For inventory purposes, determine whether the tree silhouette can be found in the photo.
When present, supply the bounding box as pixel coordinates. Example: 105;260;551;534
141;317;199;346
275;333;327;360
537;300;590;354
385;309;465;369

● **INSTRUCTIONS TO FOLLOW**
Reproduce every line of the rows above, requests included, with each bounding-box coordinate in the answers multiplied by 2 and rounded to the nearest whole number, halves rounding up.

● **RESULT BELOW**
For inventory purposes, determine whether the tree silhouette can be found in the photo.
When present, supply the bounding box as pixel coordinates. Example: 105;260;551;534
282;634;398;692
550;666;654;720
1074;600;1180;708
770;618;930;738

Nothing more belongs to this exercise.